CHALLENGE: Arrange each line of the records below as a Markdown table with two columns, "Index" for the row number and "Text" for the line, omitting any blank lines. Leave the pictures out of the answer.

EXTRACTED RECORDS:
-- start --

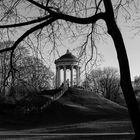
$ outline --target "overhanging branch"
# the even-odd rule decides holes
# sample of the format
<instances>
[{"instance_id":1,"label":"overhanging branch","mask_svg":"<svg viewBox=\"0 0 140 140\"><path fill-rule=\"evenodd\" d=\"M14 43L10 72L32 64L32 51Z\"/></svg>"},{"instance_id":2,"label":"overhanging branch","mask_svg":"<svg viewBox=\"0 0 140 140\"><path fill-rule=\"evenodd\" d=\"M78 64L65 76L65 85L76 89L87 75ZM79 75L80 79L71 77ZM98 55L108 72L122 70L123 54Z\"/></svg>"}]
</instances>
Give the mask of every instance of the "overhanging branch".
<instances>
[{"instance_id":1,"label":"overhanging branch","mask_svg":"<svg viewBox=\"0 0 140 140\"><path fill-rule=\"evenodd\" d=\"M13 27L26 26L26 25L30 25L30 24L42 22L42 21L44 21L44 20L47 20L47 19L50 18L50 17L51 17L51 16L48 15L48 16L45 16L45 17L42 17L42 18L38 18L38 19L35 19L35 20L23 22L23 23L9 24L9 25L0 25L0 28L13 28Z\"/></svg>"},{"instance_id":2,"label":"overhanging branch","mask_svg":"<svg viewBox=\"0 0 140 140\"><path fill-rule=\"evenodd\" d=\"M28 35L30 35L31 33L33 33L34 31L43 28L44 26L47 26L49 24L51 24L52 22L54 22L56 19L55 18L50 18L47 21L40 23L39 25L34 26L33 28L29 29L28 31L26 31L20 38L18 38L18 40L13 44L12 47L9 48L5 48L0 50L0 53L5 52L5 51L10 51L10 50L14 50L17 45L23 41Z\"/></svg>"},{"instance_id":3,"label":"overhanging branch","mask_svg":"<svg viewBox=\"0 0 140 140\"><path fill-rule=\"evenodd\" d=\"M66 15L66 14L63 14L63 13L57 13L57 12L51 10L49 7L45 7L44 5L41 5L38 2L33 1L33 0L27 0L27 1L36 5L37 7L41 8L41 9L44 9L44 10L48 11L49 14L54 18L62 19L62 20L69 21L69 22L72 22L72 23L91 24L91 23L95 23L99 19L105 19L105 13L102 13L102 12L98 13L98 14L95 14L91 17L79 18L79 17Z\"/></svg>"}]
</instances>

-- end --

FINAL RESULT:
| Index | Text |
|---|---|
| 1 | $ outline --target "overhanging branch" |
| 2 | # the even-odd rule decides holes |
| 3 | # sample of the format |
| 4 | <instances> |
| 5 | [{"instance_id":1,"label":"overhanging branch","mask_svg":"<svg viewBox=\"0 0 140 140\"><path fill-rule=\"evenodd\" d=\"M14 43L10 72L32 64L32 51Z\"/></svg>"},{"instance_id":2,"label":"overhanging branch","mask_svg":"<svg viewBox=\"0 0 140 140\"><path fill-rule=\"evenodd\" d=\"M78 64L65 76L65 85L76 89L87 75ZM79 75L80 79L71 77ZM98 55L108 72L122 70L123 54Z\"/></svg>"}] |
| 6 | </instances> |
| 7 | Give the mask of every instance of the "overhanging branch". |
| 8 | <instances> |
| 9 | [{"instance_id":1,"label":"overhanging branch","mask_svg":"<svg viewBox=\"0 0 140 140\"><path fill-rule=\"evenodd\" d=\"M13 27L26 26L26 25L30 25L30 24L42 22L42 21L44 21L44 20L47 20L47 19L50 18L50 17L51 17L51 16L48 15L48 16L45 16L45 17L42 17L42 18L38 18L38 19L35 19L35 20L23 22L23 23L9 24L9 25L0 25L0 28L13 28Z\"/></svg>"},{"instance_id":2,"label":"overhanging branch","mask_svg":"<svg viewBox=\"0 0 140 140\"><path fill-rule=\"evenodd\" d=\"M28 35L30 35L31 33L33 33L34 31L43 28L44 26L47 26L49 24L51 24L52 22L54 22L56 19L55 18L50 18L47 21L40 23L39 25L34 26L33 28L29 29L28 31L26 31L20 38L18 38L18 40L13 44L12 47L9 48L5 48L0 50L0 53L5 52L5 51L10 51L10 50L14 50L17 45L23 41Z\"/></svg>"},{"instance_id":3,"label":"overhanging branch","mask_svg":"<svg viewBox=\"0 0 140 140\"><path fill-rule=\"evenodd\" d=\"M66 15L66 14L63 14L63 13L57 13L57 12L51 10L49 7L45 7L44 5L41 5L38 2L33 1L33 0L27 0L27 1L36 5L37 7L41 8L41 9L44 9L44 10L48 11L49 14L54 18L62 19L62 20L69 21L69 22L72 22L72 23L91 24L91 23L95 23L99 19L105 19L105 13L102 13L102 12L98 13L98 14L95 14L91 17L79 18L79 17Z\"/></svg>"}] |
| 10 | </instances> |